▶ **ESTRATTO**
Dall’esperienza del Difensore civico

Dall’esperienza del Difensore civico

Diritto alla salute

Dall’esperienza del Difensore civico: riflessioni sui rapporti tra medico e detenuto

Tre storie di malasanità nelle carceri italiane

Simona Filippi e Susanna Zecca

Tra le attività dell’associazione Antigone c’è quella del Difensore civico e dello Sportello per i diritti, un gruppo di avvocati ed esperti che offrono consulenze legali gratuite ai detenuti di tutte le carceri italiane. Ogni giorno arrivano al Difensore lettere, email, telefonate con richieste riguardanti i temi più disparati: trasferimenti ritenuti ingiusti, accesso negato alle cure mediche, sostegno per avere una misura alternativa, assenza di spazio vitale, denuncia di violenze1. Ogni singola segnalazione viene approfondita per decidere come procedere. Negli ultimi mesi sono in netta crescita le segnalazione riguardanti le condizioni di salute delle persone detenute. Tale aumento porta ad interrogarsi sul ruolo del medico di fiducia in carcere e sul rapporto tra medico e persona ristretta. Secondo la legge penitenziaria, in ottemperanza ai principi costituzionali, la tutela della salute della persona detenuta deve trovare piena garanzia: “L’assistenza sanitaria è prestata, nel corso della permanenza nell’istituto con periodici e frequenti riscontri, indipendentemente dalle richieste degli interessati.”

▶ **DATI FORNITI**

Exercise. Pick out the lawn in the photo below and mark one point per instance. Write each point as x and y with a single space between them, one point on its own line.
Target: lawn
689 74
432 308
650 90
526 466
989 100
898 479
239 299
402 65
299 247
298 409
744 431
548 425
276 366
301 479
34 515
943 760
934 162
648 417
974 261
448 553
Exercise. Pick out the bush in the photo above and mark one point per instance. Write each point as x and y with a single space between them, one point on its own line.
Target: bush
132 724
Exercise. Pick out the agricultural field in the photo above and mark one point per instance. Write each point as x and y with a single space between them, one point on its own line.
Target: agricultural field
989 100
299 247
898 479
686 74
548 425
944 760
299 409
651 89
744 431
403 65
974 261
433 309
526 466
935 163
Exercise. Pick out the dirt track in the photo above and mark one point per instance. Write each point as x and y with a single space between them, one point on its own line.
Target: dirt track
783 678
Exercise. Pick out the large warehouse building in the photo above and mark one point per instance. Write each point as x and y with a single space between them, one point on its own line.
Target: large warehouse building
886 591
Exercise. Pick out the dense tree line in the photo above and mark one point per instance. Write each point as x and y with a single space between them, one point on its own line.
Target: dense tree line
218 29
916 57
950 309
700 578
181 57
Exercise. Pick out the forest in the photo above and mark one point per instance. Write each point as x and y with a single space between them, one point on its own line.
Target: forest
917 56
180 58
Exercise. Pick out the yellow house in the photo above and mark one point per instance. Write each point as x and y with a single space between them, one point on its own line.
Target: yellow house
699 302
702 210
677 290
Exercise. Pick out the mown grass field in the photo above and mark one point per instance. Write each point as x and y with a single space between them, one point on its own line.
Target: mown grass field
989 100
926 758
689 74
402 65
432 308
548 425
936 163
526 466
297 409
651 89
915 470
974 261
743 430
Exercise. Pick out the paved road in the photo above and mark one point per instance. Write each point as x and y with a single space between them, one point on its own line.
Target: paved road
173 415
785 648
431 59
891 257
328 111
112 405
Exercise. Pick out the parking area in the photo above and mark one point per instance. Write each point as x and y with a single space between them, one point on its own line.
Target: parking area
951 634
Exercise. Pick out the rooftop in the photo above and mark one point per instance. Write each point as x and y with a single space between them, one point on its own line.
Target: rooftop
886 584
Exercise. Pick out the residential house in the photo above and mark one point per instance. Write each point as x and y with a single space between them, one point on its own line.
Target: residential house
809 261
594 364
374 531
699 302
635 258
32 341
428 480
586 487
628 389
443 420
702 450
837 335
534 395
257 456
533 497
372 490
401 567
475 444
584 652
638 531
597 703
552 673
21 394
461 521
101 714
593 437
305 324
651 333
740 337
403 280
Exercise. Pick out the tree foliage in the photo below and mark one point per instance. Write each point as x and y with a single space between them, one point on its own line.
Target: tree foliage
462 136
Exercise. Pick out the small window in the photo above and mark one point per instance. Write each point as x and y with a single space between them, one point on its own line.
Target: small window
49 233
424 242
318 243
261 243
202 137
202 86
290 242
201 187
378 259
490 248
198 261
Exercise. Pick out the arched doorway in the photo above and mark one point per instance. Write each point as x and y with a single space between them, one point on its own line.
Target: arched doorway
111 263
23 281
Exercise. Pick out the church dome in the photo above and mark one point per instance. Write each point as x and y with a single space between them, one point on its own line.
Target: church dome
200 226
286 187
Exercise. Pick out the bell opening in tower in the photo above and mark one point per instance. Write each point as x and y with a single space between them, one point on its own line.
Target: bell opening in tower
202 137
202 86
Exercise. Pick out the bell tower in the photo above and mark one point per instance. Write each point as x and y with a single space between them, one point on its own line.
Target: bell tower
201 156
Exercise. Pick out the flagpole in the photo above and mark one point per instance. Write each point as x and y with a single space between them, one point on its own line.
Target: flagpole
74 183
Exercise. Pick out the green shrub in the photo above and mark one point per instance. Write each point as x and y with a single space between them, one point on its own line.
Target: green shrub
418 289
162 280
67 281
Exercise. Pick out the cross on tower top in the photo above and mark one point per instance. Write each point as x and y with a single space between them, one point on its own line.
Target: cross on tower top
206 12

▶ **CONSEGNE**
A - Chi forma il Difensore civico e lo Sportello per i diritti, secondo l'estratto?
B - Quali sono tutti i temi delle richieste che arrivano al Difensore civico, come li elenca l'estratto?
C - Riassumi l'estratto in due frasi.

▶ **SOLUZIONI**
A - Un gruppo di avvocati ed esperti che offrono consulenze legali gratuite ai detenuti di tutte le carceri italiane.

B - Trasferimenti ritenuti ingiusti, accesso negato alle cure mediche, sostegno per avere una misura alternativa, assenza di spazio vitale, denuncia di violenze.

C - Attraverso il Difensore civico e lo Sportello per i diritti, l'associazione Antigone offre consulenze legali gratuite ai detenuti delle carceri italiane e approfondisce ogni segnalazione ricevuta. Negli ultimi mesi le segnalazioni sulla salute dei detenuti sono in netta crescita e spingono a interrogarsi sul ruolo del medico di fiducia in carcere, mentre la legge penitenziaria impone che la tutela della salute della persona detenuta trovi piena garanzia.